• **DIRECTIVE**: Copy every item below word for word, keeping each line as it stands.

*****

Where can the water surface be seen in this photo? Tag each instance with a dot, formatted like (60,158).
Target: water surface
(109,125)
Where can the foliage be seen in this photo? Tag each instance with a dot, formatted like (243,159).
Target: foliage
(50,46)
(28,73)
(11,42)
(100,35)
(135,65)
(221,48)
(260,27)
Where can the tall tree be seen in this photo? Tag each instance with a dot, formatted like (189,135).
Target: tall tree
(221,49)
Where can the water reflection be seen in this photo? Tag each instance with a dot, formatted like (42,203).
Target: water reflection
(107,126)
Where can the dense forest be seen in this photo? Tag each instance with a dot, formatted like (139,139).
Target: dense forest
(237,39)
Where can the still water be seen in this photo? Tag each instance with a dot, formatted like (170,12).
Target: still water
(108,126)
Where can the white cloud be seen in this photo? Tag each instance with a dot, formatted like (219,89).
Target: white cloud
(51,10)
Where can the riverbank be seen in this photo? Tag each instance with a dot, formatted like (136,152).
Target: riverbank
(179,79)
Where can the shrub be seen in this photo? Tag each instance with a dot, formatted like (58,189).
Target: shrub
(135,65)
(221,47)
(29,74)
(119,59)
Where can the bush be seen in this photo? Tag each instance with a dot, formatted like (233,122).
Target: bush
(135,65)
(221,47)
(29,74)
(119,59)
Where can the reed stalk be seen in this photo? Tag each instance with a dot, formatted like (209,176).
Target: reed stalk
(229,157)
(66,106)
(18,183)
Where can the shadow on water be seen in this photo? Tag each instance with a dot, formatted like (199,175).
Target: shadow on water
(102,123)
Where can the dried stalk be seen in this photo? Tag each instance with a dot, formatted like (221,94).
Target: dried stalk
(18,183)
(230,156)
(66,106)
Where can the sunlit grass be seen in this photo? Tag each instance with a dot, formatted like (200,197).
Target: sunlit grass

*****

• **WRITTEN ANSWER**:
Where can the water surface be seen in this photo? Tag each instance with a dot, formatted like (60,158).
Target: water surface
(109,125)
Where can the foliage be seen in this photo? Tag each instance with a dot, formatted like (243,159).
Target: foliage
(50,46)
(28,73)
(11,42)
(100,35)
(135,65)
(221,48)
(260,27)
Where can the tall tree be seen in this photo? Tag each instance with a dot, formatted like (189,135).
Target: tall tree
(221,49)
Where can the water reflection be seen in this photo? Tag each instance with a dot, formatted like (42,203).
Target: water reflection
(107,126)
Where can the dense forest be seen in this photo? Tag each instance with a dot, formatted like (139,139).
Target: dense forest
(237,39)
Where can the still water be seen in this photo? Tag each instance with a dot, formatted like (170,12).
Target: still water
(108,126)
Where can the white cloud be seen in this photo? Tag each instance with a dot, formatted like (219,89).
Target: white cloud
(51,10)
Where can the riverbank be seen in this photo? Tag each instance with a dot, formatted like (136,152).
Target: riverbank
(179,79)
Where can the shrub be seen in this photo? Tag each instance with a dot, formatted like (58,189).
Target: shrub
(135,65)
(221,47)
(29,74)
(119,59)
Where can the bush be seen in this photo? Tag each instance with a dot, formatted like (233,122).
Target: bush
(135,65)
(221,47)
(29,74)
(119,59)
Where can the reed stalk be seen in this photo? Tag each instance with a dot, formatted like (209,176).
Target: reed stalk
(229,157)
(66,106)
(18,183)
Where can the shadow on water be seen in this photo? Tag each instance with a dot, formatted like (199,175).
Target: shadow on water
(102,123)
Where can the dried stalk be seen in this photo? Tag each instance with a dot, formatted like (221,94).
Target: dried stalk
(18,183)
(230,156)
(66,106)
Where can the sunlit grass be seen in this photo? Tag each instance with a dot, formatted like (200,197).
Target: sunlit grass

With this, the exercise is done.